→ **Collection entries**
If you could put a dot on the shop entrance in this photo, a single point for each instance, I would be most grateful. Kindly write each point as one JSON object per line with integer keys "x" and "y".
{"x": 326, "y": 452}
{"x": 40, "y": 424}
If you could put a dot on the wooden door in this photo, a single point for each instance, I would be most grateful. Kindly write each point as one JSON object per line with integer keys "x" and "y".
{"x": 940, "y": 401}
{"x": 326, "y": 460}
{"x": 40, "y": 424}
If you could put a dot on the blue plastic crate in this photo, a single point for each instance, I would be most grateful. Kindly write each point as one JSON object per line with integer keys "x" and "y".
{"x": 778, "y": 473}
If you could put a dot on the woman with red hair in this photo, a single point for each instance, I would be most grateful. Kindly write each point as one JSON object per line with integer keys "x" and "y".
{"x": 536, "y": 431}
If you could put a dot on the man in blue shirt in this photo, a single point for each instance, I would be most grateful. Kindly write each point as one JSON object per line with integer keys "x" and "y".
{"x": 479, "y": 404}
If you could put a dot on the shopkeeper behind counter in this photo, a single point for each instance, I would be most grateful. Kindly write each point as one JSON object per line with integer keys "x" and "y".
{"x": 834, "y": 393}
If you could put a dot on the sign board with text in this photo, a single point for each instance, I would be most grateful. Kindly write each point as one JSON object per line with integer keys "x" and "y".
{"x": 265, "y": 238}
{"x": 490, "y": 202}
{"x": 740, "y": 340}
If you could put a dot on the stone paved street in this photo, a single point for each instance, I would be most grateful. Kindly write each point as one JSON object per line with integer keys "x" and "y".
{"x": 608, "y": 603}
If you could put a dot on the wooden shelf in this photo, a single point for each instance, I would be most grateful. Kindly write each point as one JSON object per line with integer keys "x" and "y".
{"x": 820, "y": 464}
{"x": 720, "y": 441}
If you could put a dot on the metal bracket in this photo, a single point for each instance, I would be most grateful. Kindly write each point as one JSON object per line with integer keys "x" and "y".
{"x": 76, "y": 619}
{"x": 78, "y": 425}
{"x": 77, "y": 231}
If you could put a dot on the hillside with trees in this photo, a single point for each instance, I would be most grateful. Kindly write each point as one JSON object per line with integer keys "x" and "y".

→ **Directions**
Beginning at the line that holds "If you could put a dot on the man", reproduce each line of the records above down to and including the last one.

→ **The reply**
If you could put a dot on the man in blue shirt in this photo, a single point for each instance, I would be most grateful. Kindly write each point as one JSON object per line with integer keys "x" and "y".
{"x": 479, "y": 404}
If you could put a dot on the shopkeeper behind counter in this photo, a single point for each instance, I would be most grateful. Kindly write each point as one JSON object per line with integer keys "x" and "y".
{"x": 834, "y": 393}
If you could put a dot on the sign board with text in this photo, a single point for each instance, I would be most grateful. Kindly write each point as one JSON object per line with integer keys "x" and "y".
{"x": 265, "y": 238}
{"x": 490, "y": 202}
{"x": 740, "y": 340}
If you could put a dot on the stone paved street in this photo, a single point for each instance, I would be most grateful. Kindly write each point as one JSON object per line with integer keys "x" and "y".
{"x": 608, "y": 603}
If you could put a dot on the wooden shelf in this photo, a single point for each instance, I would be most grateful. Kindly write each point as one JSON object per line with integer keys "x" and "y".
{"x": 820, "y": 464}
{"x": 720, "y": 441}
If you could put a dot on the metal bracket in this photo, a single point for each instance, I would be most grateful. Kindly write each point as one JSON object per line with integer keys "x" and "y".
{"x": 76, "y": 619}
{"x": 78, "y": 425}
{"x": 77, "y": 231}
If you could put a dot on the hillside with trees in this photo, a single point for each instance, I would be most grateful. Kindly write each point as one JSON object per line with integer keys "x" and "y".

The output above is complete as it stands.